- What you need to do -
Produce an exact copy of all the records.

** START OF Raw records **

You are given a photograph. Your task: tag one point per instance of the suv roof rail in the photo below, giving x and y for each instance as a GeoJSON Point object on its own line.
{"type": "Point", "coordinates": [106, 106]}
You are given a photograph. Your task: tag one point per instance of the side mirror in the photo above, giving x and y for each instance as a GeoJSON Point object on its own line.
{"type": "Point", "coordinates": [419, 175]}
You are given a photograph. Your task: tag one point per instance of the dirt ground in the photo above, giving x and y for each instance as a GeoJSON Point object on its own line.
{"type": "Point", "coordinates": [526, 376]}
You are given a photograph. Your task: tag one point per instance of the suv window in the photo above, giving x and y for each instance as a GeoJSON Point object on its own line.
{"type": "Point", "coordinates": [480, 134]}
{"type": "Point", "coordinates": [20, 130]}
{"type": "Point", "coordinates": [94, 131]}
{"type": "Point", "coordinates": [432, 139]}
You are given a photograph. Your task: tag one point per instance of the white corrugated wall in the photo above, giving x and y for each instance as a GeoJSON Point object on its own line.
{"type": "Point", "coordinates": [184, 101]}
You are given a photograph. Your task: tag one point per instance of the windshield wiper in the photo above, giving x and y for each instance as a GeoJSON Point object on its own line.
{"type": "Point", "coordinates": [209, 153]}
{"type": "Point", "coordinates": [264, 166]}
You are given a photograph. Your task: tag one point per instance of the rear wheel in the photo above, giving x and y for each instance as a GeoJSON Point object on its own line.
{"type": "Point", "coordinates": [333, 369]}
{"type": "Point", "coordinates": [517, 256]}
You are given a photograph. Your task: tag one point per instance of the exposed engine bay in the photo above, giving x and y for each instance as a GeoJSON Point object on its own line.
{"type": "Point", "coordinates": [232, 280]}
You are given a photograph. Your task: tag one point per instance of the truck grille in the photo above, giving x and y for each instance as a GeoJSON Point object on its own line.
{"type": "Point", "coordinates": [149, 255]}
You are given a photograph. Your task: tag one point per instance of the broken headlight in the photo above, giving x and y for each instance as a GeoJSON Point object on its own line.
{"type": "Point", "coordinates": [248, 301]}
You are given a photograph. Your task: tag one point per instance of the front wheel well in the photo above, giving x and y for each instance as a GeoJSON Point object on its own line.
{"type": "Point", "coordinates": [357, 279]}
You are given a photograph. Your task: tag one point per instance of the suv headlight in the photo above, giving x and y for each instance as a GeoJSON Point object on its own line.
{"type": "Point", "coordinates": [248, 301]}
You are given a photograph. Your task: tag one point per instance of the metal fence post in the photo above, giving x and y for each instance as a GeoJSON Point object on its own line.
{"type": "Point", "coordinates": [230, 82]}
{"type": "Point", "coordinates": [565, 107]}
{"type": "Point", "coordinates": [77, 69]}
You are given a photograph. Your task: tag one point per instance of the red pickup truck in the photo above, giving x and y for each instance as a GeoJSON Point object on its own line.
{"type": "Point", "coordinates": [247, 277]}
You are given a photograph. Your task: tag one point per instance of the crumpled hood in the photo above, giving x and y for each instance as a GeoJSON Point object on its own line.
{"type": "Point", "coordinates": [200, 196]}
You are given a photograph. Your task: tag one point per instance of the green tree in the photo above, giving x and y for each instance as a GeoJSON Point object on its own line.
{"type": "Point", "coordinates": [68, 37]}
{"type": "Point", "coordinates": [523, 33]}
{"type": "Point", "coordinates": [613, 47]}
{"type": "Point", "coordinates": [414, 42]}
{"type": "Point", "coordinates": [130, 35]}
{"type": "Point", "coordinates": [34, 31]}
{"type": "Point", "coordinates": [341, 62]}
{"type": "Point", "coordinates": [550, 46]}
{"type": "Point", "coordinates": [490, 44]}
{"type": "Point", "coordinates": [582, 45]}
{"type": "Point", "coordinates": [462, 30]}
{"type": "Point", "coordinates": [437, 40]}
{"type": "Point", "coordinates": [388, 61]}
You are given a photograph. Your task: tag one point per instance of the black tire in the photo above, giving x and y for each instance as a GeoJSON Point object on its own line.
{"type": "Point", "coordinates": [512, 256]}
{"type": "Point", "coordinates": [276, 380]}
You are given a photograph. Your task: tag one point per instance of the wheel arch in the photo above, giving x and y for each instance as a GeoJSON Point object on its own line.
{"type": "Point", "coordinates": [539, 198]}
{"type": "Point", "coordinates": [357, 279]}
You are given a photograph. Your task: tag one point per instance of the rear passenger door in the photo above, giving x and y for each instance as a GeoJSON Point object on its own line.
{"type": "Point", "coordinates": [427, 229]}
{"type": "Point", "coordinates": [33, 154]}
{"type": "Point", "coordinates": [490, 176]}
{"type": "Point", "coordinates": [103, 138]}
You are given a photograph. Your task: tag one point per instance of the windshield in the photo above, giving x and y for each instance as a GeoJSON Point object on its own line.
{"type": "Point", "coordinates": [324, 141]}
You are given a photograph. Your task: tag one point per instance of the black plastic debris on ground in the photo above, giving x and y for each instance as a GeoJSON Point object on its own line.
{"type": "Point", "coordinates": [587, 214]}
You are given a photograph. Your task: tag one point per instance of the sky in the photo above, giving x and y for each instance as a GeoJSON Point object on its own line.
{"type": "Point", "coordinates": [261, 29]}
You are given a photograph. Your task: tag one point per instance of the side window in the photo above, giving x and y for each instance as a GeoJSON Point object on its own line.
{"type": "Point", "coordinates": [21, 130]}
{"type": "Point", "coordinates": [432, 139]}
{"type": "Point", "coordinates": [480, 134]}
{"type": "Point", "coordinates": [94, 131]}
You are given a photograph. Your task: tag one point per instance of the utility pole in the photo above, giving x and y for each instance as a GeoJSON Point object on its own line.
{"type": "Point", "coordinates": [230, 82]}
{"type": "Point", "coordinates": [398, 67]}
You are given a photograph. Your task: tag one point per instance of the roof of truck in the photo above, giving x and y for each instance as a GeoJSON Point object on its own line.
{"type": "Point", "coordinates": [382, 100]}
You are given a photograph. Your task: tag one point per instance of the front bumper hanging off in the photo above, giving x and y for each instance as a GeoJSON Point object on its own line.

** END OF Raw records **

- Solved problem -
You are given a photograph. Your task: tag one point per instance of the suv roof rail in the photo below, giving x and y for each instance as a GeoJSON Point object on its own line.
{"type": "Point", "coordinates": [106, 106]}
You are given a photograph. Your task: tag one point per instance of the side mirror in the photo above, giving x and y for each instance as a GeoJSON Point object on its own line.
{"type": "Point", "coordinates": [419, 175]}
You are given a photograph. Your task: tag one point per instance of the dirt ground in the photo above, giving x and y for each instance as a GeoJSON Point object on its own line.
{"type": "Point", "coordinates": [526, 376]}
You are given a photograph. Your task: tag one point per instance of the suv window in the photo above, giving x and y for each instance as a GeoJSON Point object on its own line.
{"type": "Point", "coordinates": [480, 134]}
{"type": "Point", "coordinates": [20, 130]}
{"type": "Point", "coordinates": [94, 131]}
{"type": "Point", "coordinates": [432, 139]}
You are given a photograph. Your task: tag one point per instance of the white corrugated wall in the photo above, giving x and y for each instance as a GeoJSON Point object on its own line.
{"type": "Point", "coordinates": [184, 101]}
You are given a photograph. Your task: tag one point per instance of the windshield wiper in the photo above, giving x and y for each instance as a GeoJSON Point object on its own line.
{"type": "Point", "coordinates": [209, 153]}
{"type": "Point", "coordinates": [264, 166]}
You are given a photograph. Your task: tag one point per instance of the rear wheel in the photo above, giving x and y for each instance as a GeoJSON Point object on its own line.
{"type": "Point", "coordinates": [333, 369]}
{"type": "Point", "coordinates": [517, 256]}
You are given a photograph. Your task: tag one point per instance of the exposed engine bay in the photo above, giving x and y for each instance as a GeoJSON Point object on its own line.
{"type": "Point", "coordinates": [232, 280]}
You are given a photograph. Your task: tag one point per instance of the truck grille in the photo above, giving x and y for each instance as a GeoJSON Point object on its own line.
{"type": "Point", "coordinates": [149, 255]}
You are given a photograph. Your task: tag one point per instance of the broken headlight in the photo above, giving x and y for each instance as a GeoJSON Point object on its own line.
{"type": "Point", "coordinates": [248, 301]}
You are given a photograph. Your task: tag one point per instance of the front wheel well in the photo above, giving x and y for each instance as a GeoJSON Point object on its own line.
{"type": "Point", "coordinates": [357, 279]}
You are given a photograph. Your task: tag one point per instance of the suv headlight in the photo above, giving x and y for each instance as a GeoJSON Point object on its own line.
{"type": "Point", "coordinates": [248, 301]}
You are given a photograph. Your task: tag one point per instance of the metal fence post in the photo above, giving x and y for each instance as a GeoJSON Point object on its own line.
{"type": "Point", "coordinates": [230, 82]}
{"type": "Point", "coordinates": [565, 107]}
{"type": "Point", "coordinates": [77, 69]}
You are given a photograph. Your task: tag one point per instance of the red pickup truck in the photo above, giving x and y for each instance as a GeoJSON Point object on its own line.
{"type": "Point", "coordinates": [247, 277]}
You are given a photograph. Your task: tag one point per instance of the crumpled hood in the photo above, giving x and y for each instance as a GeoJSON Point object on its own line.
{"type": "Point", "coordinates": [200, 196]}
You are given a photograph. Your task: tag one point per instance of the green tree in the photo above, giving x and y for each instance as a GeoJSON Point object on its own line.
{"type": "Point", "coordinates": [68, 37]}
{"type": "Point", "coordinates": [523, 33]}
{"type": "Point", "coordinates": [613, 47]}
{"type": "Point", "coordinates": [414, 42]}
{"type": "Point", "coordinates": [130, 35]}
{"type": "Point", "coordinates": [34, 31]}
{"type": "Point", "coordinates": [341, 62]}
{"type": "Point", "coordinates": [550, 46]}
{"type": "Point", "coordinates": [490, 44]}
{"type": "Point", "coordinates": [582, 45]}
{"type": "Point", "coordinates": [462, 30]}
{"type": "Point", "coordinates": [437, 40]}
{"type": "Point", "coordinates": [388, 61]}
You are given a photograph. Your task: tag one point per instance of the black tire in the photo above, giving x and y for each instance as a GeoJSON Point object on its own line.
{"type": "Point", "coordinates": [512, 256]}
{"type": "Point", "coordinates": [276, 380]}
You are given a photograph. Your task: tag one point per instance of the wheel arch in the photo above, giving x and y for each instance as a GeoJSON Point object on its own line.
{"type": "Point", "coordinates": [539, 198]}
{"type": "Point", "coordinates": [357, 279]}
You are given a photograph. Your task: tag one point per instance of the rear passenger door in the photo above, giving x and y for each instance as a GeoJSON Point object on its own line.
{"type": "Point", "coordinates": [427, 229]}
{"type": "Point", "coordinates": [33, 154]}
{"type": "Point", "coordinates": [490, 176]}
{"type": "Point", "coordinates": [103, 138]}
You are given a photograph. Your task: tag one point per instance of the windshield in the photo above, giving x and y for each instance as a GeoJSON Point object on its own line.
{"type": "Point", "coordinates": [324, 141]}
You are given a photograph. Your task: tag one point per instance of the black plastic debris on ground in the photo above, giving x and y for each instance as a GeoJSON Point object on its own line.
{"type": "Point", "coordinates": [587, 214]}
You are given a photograph. Your task: tag one point per instance of the sky in the photo above, giving x and y for each instance as a GeoJSON Point object on its own line.
{"type": "Point", "coordinates": [261, 29]}
You are given a photograph. Your task: tag one point per instance of the side window in the photo above, giving x and y for each instance as a GeoJSON Point object on its own line.
{"type": "Point", "coordinates": [21, 130]}
{"type": "Point", "coordinates": [432, 139]}
{"type": "Point", "coordinates": [480, 134]}
{"type": "Point", "coordinates": [94, 131]}
You are given a photograph. Your task: tag one point per instance of the utility pole in the photo above, giving x and y for each instance as a GeoJSON Point object on its own line.
{"type": "Point", "coordinates": [230, 82]}
{"type": "Point", "coordinates": [398, 67]}
You are given a photograph. Your task: tag one point per instance of the roof of truck in the photo above, giving x and y for each instance as a GeoJSON Point object on its own line.
{"type": "Point", "coordinates": [382, 100]}
You are given a photograph. Your task: tag one point per instance of the front bumper hanging off in the photo above, giving x and y for each instance as a GeoJSON Point object on its own line.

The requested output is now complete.